**La consigne**
Recopiez mot pour mot le passage de la décision de la cour d'appel ci-dessous qui va de « 3°) de mettre » jusqu'à « de justice administrative. ».

**Extrait fourni**
───

France | France, Cour administrative d'appel de Nantes, 4ème chambre, 24 novembre 2017, 16NT03966


Vu la procédure suivante :

Procédure contentieuse antérieure :

M. B...A...a demandé au tribunal administratif d'Orléans d'annuler l'arrêté du préfet de Loir-et-Cher du 9 septembre 2016 ordonnant sa remise aux autorités italiennes et d'enjoindre au préfet d'accomplir les démarches nécessaires en vue de l'instruction de sa demande d'asile par les autorités françaises compétentes.

Par un jugement n° 1603100 du 6 octobre 2016 le magistrat désigné par le président du tribunal administratif d'Orléans a rejeté cette demande.

Procédure devant la cour :



Par une requête, enregistrée le 13 décembre 2016, M.A..., représenté par Me C..., demande à...

Vu la procédure suivante :

Procédure contentieuse antérieure :

M. B...A...a demandé au tribunal administratif d'Orléans d'annuler l'arrêté du préfet de Loir-et-Cher du 9 septembre 2016 ordonnant sa remise aux autorités italiennes et d'enjoindre au préfet d'accomplir les démarches nécessaires en vue de l'instruction de sa demande d'asile par les autorités françaises compétentes.

Par un jugement n° 1603100 du 6 octobre 2016 le magistrat désigné par le président du tribunal administratif d'Orléans a rejeté cette demande.

Procédure devant la cour :

Par une requête, enregistrée le 13 décembre 2016, M.A..., représenté par Me C..., demande à la cour :

1°) d'annuler ce jugement du tribunal administratif d'Orléans du 6 octobre 2016 en tant qu'il rejette sa demande tendant à l'annulation de l'arrêté du préfet de Loir-et-Cher du 9 septembre 2016 ;

2°) d'annuler l'arrêté du préfet de Loir-et-Cher du 9 septembre 2016 ;

3°) d'enjoindre au préfet de Loir-et-Cher d'admettre l'instruction de sa demande d'asile par les autorités françaises compétentes ;

3°) de mettre à la charge de L'Etat le versement à son conseil de la somme de 2 000 euros sur le fondement des dispositions combinées des articles 37 de la loi du 10 juillet 1991 et L.761-1 du code de justice administrative.

───

**Données affichées**
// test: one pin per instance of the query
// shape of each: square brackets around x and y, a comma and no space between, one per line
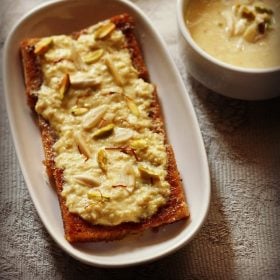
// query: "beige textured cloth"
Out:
[239,240]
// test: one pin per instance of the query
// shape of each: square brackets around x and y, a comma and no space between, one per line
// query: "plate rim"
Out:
[187,104]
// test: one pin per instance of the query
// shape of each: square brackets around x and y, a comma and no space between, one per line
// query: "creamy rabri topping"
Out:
[114,164]
[239,32]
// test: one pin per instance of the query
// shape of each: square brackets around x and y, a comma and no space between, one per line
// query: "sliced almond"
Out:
[147,173]
[93,56]
[104,131]
[64,86]
[112,90]
[139,144]
[84,82]
[114,71]
[104,30]
[87,180]
[97,194]
[130,176]
[122,135]
[251,33]
[82,146]
[78,111]
[102,159]
[93,117]
[43,45]
[132,106]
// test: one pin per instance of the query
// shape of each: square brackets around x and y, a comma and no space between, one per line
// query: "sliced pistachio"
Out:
[102,159]
[122,135]
[93,56]
[82,146]
[93,117]
[104,30]
[43,45]
[87,180]
[84,82]
[139,144]
[78,111]
[104,131]
[114,71]
[132,106]
[64,86]
[147,173]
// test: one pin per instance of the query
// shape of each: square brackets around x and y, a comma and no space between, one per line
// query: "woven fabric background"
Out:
[241,236]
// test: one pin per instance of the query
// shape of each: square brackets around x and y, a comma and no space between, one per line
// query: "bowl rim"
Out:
[186,34]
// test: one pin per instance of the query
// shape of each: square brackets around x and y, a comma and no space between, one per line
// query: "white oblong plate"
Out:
[182,128]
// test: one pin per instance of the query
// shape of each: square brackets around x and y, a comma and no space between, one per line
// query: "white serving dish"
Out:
[183,132]
[226,79]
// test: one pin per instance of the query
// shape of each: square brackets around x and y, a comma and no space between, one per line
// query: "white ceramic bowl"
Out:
[58,17]
[231,81]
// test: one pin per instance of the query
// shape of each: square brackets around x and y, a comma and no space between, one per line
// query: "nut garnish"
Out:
[125,149]
[87,180]
[104,131]
[104,30]
[84,82]
[78,111]
[139,144]
[97,194]
[250,20]
[122,135]
[93,56]
[132,106]
[93,117]
[147,173]
[82,146]
[43,46]
[102,159]
[114,71]
[64,85]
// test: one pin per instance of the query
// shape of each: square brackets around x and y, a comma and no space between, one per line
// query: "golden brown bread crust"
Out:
[77,229]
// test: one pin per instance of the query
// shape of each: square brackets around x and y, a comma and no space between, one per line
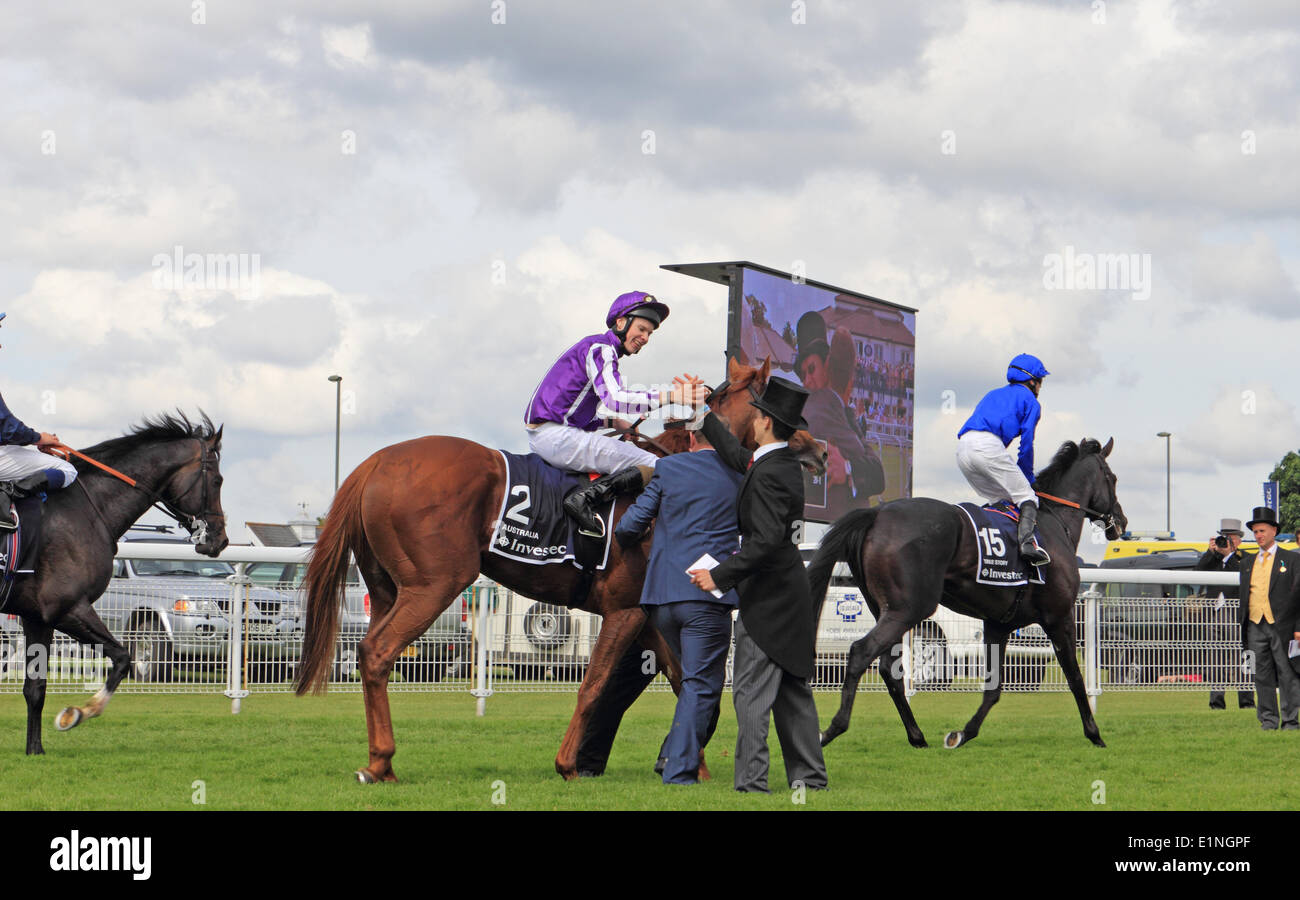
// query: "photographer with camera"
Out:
[1223,554]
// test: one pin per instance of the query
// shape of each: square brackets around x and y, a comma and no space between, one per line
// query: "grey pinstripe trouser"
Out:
[762,688]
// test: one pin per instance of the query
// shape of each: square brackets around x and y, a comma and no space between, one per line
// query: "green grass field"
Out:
[1165,752]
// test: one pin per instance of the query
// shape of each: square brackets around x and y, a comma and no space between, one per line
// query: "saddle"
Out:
[533,527]
[20,532]
[1000,563]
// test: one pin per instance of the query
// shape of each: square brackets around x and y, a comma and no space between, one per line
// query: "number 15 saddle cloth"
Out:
[995,526]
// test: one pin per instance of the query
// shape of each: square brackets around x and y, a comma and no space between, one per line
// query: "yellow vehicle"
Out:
[1123,549]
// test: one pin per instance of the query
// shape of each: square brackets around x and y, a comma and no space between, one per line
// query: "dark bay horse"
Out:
[913,554]
[174,462]
[419,516]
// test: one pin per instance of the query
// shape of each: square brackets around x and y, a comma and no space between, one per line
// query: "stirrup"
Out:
[598,535]
[1031,554]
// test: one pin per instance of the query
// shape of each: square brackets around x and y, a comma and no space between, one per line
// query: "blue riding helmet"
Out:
[636,303]
[1026,368]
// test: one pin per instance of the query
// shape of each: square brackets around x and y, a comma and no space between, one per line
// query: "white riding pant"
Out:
[991,468]
[18,461]
[585,451]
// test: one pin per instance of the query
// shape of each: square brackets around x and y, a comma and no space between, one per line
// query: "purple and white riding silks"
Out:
[584,386]
[581,388]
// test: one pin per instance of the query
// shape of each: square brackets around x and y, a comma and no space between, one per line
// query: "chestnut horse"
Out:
[419,516]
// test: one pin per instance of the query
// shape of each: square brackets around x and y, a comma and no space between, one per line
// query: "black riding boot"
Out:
[1030,550]
[581,502]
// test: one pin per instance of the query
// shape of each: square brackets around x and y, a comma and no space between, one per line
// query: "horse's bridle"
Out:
[715,393]
[1106,519]
[195,524]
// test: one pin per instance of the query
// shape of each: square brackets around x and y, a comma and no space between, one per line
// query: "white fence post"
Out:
[234,654]
[484,597]
[1091,657]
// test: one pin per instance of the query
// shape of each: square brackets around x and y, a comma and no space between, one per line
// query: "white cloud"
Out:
[347,46]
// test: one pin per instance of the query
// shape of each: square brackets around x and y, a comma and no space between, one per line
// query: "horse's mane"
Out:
[1066,457]
[154,429]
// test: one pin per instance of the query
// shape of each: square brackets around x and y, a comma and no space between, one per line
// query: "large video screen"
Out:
[856,357]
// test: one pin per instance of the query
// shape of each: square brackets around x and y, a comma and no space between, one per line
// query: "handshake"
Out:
[688,390]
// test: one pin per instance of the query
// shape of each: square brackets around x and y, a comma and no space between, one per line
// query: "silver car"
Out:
[177,614]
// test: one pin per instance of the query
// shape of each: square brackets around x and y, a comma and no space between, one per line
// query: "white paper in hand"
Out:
[705,562]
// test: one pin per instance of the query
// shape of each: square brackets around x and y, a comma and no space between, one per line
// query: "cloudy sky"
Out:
[441,197]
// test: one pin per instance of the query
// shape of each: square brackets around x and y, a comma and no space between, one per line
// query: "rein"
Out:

───

**Le résultat**
3°) de mettre à la charge de L'Etat le versement à son conseil de la somme de 2 000 euros sur le fondement des dispositions combinées des articles 37 de la loi du 10 juillet 1991 et L.761-1 du code de justice administrative.